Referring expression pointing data
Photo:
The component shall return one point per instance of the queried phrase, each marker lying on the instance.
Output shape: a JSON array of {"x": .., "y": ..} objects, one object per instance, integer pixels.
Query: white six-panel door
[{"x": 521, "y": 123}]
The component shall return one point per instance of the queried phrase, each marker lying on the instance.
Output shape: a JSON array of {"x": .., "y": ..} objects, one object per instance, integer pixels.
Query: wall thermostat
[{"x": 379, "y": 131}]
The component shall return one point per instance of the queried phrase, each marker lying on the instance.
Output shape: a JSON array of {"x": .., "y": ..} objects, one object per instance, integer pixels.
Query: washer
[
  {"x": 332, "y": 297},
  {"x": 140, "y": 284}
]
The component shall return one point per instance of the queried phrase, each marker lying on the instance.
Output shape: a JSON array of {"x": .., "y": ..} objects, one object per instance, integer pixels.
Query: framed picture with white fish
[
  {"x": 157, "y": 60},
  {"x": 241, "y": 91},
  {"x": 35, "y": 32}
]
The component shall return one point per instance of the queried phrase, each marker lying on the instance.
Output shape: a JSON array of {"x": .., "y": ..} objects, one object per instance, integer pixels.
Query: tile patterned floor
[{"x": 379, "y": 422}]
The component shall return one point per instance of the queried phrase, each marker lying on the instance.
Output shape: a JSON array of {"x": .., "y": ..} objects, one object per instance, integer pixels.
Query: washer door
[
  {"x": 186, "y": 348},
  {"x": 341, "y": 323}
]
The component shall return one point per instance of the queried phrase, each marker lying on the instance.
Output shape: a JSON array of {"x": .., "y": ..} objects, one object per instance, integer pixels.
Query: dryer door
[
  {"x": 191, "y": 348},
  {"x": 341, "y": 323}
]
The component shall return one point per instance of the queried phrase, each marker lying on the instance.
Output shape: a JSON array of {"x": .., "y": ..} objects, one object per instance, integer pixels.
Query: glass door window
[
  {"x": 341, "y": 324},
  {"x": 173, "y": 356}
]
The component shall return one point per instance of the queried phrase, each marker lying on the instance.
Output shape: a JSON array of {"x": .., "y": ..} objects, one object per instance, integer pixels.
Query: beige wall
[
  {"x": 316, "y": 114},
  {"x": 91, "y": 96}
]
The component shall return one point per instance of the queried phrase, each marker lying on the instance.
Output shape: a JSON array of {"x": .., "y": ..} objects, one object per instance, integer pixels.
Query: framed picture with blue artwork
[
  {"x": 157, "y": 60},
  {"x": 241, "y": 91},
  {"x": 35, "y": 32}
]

### PROBLEM DETAILS
Nothing should be dropped. Retype each line above as it is.

### REPLY
Photo:
The component shall return one point per instance of the queried phrase, each marker lying on the instance.
Output shape: a JSON array of {"x": .., "y": ..} objects, one object per instance, integer pixels.
Query: white six-panel door
[{"x": 521, "y": 123}]
The component shall return one point per instance of the queried phrase, each marker lying on the instance.
Output shape: a JSON array of {"x": .., "y": ..} objects, one object per instance, integer pixels.
Query: wall thermostat
[{"x": 379, "y": 131}]
The component shall return one point per instance of the queried phrase, each marker lying on the instance.
Output shape: a JSON array of {"x": .., "y": ..} objects, one object per instance, integer pixels.
Query: washer
[
  {"x": 332, "y": 297},
  {"x": 140, "y": 284}
]
The component shall return one point per instance of the queried phrase, each marker lying on the instance.
Output shape: a JSON array of {"x": .., "y": ..} objects, one object per instance, integer pixels.
Query: framed picture with white fish
[
  {"x": 157, "y": 60},
  {"x": 241, "y": 91},
  {"x": 35, "y": 32}
]
The component shall return one point per instance of the queried phrase, each marker lying on the instance.
Output shape: a JSON array of {"x": .., "y": ..} objects, one object per instance, integer pixels.
Query: tile patterned floor
[{"x": 379, "y": 422}]
The component shall return one point per instance of the queried phrase, each marker lying on the instance.
Output shape: a JSON array of {"x": .., "y": ..} objects, one object per instance, integer pixels.
Query: washer door
[
  {"x": 186, "y": 348},
  {"x": 341, "y": 323}
]
The component shall return one point per instance of the queried phrase, each marker lying on the instance.
Output shape: a JSON array of {"x": .., "y": ..} objects, one object per instance, integer pixels.
Query: dryer door
[
  {"x": 191, "y": 348},
  {"x": 341, "y": 323}
]
The component shall return one point per instance of the queried phrase, each marker lying on the instance.
Output shape: a JSON array of {"x": .., "y": ..} objects, one object per instance, integer pixels.
Query: glass door window
[
  {"x": 341, "y": 324},
  {"x": 173, "y": 356}
]
The component shall return one point per instance of the queried phrase, each marker lying on the instance.
Output shape: a JSON array of {"x": .., "y": ..} objects, one object per instance, integer pixels.
Query: beige wall
[
  {"x": 316, "y": 114},
  {"x": 91, "y": 96}
]
The component shall return one point per instance of the queried phrase, each marker lying on the instance.
Output shape: a JSON array of {"x": .., "y": ..} objects, one object per instance, integer pixels.
Query: framed picture with blue artwork
[
  {"x": 157, "y": 60},
  {"x": 241, "y": 91},
  {"x": 35, "y": 32}
]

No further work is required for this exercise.